WHAT THIS TASK INVOLVES → For the word "hair", state the number of lines in the data that contain it, and nothing else.

MATERIAL SHOWN →
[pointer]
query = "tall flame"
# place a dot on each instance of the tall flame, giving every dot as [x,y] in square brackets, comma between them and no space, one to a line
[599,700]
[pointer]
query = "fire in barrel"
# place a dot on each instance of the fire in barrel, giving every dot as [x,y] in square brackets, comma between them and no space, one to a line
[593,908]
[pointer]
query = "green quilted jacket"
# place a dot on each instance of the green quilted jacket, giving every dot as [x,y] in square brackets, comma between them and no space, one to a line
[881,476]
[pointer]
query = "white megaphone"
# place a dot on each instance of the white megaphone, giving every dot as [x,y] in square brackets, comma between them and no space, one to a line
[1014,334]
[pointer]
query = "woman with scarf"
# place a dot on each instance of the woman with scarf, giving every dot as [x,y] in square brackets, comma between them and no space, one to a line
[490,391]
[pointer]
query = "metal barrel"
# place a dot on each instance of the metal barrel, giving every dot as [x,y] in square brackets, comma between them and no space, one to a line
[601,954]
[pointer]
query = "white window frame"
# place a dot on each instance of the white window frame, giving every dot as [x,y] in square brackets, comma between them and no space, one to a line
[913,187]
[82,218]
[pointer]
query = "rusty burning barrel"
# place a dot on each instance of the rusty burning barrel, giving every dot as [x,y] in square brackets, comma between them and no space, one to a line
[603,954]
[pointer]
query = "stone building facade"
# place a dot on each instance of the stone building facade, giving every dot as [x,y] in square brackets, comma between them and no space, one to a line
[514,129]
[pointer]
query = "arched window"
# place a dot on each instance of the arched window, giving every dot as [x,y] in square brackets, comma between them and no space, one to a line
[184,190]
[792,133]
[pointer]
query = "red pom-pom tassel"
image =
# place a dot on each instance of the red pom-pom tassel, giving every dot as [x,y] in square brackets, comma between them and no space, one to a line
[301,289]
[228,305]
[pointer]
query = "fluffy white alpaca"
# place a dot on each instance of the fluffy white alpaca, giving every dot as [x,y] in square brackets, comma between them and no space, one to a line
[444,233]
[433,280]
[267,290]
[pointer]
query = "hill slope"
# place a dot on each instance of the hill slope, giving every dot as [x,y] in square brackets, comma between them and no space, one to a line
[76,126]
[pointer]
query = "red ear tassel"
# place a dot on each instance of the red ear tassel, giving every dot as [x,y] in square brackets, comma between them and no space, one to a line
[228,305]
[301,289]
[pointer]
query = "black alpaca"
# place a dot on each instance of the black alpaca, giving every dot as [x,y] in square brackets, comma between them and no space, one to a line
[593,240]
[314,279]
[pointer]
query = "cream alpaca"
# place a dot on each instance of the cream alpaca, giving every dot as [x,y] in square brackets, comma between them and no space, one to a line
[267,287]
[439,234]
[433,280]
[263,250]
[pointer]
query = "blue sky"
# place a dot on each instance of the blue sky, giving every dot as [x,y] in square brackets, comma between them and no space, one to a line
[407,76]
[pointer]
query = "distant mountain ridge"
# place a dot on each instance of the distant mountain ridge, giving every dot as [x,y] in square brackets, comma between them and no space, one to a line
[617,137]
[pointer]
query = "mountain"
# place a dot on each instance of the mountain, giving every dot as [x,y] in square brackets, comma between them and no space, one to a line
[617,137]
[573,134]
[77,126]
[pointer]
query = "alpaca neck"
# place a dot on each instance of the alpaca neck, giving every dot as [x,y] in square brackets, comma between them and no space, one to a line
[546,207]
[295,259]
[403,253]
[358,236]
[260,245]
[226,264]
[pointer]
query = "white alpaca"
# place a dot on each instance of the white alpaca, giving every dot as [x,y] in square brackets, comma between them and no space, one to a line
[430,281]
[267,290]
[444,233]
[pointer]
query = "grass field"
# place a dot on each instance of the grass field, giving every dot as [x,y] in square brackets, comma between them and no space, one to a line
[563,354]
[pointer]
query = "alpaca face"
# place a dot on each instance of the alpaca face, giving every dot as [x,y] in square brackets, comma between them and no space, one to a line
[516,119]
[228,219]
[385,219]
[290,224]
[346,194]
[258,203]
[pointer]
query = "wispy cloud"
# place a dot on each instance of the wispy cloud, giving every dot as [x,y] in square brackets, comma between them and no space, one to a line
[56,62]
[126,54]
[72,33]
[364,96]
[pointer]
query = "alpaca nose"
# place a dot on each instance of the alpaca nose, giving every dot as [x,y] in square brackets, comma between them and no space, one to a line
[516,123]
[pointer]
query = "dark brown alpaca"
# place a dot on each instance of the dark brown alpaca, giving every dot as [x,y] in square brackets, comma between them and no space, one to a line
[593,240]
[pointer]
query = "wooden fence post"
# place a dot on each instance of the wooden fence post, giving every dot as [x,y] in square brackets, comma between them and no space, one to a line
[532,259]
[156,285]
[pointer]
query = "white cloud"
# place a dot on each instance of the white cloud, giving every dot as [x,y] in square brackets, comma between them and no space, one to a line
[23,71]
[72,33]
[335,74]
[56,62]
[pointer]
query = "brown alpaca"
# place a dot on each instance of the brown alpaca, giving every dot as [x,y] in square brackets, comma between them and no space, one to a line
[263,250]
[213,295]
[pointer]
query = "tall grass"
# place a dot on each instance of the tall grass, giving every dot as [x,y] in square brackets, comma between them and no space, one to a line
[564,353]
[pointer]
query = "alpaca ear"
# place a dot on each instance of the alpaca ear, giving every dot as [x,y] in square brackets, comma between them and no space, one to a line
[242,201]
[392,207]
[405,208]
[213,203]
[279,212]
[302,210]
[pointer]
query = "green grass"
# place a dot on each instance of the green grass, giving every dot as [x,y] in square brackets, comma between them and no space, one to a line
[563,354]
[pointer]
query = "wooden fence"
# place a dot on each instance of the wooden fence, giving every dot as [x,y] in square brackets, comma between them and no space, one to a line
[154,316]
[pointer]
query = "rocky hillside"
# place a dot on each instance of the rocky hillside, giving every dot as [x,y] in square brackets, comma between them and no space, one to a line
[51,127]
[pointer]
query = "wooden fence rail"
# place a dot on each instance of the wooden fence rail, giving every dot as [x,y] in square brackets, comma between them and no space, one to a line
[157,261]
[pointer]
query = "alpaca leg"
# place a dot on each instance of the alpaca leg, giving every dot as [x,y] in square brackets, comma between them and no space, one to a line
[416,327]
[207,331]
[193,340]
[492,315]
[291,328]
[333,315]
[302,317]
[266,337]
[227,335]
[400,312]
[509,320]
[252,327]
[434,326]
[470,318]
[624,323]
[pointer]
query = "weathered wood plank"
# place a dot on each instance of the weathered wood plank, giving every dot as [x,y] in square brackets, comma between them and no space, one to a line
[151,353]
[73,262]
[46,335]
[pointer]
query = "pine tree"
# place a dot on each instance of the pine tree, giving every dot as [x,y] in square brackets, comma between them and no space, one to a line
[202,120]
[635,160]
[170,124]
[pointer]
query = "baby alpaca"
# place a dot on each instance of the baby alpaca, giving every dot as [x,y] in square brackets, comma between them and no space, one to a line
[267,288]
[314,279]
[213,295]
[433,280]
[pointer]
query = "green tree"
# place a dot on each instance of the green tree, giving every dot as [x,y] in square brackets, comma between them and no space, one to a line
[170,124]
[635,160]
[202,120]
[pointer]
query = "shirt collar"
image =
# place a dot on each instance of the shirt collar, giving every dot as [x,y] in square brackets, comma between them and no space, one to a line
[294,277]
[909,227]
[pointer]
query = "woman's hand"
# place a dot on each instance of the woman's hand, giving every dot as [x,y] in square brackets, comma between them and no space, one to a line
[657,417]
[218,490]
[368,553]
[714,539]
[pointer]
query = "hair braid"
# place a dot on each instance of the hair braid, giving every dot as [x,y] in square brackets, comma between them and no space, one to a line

SOLUTION TO THE EXERCISE → 2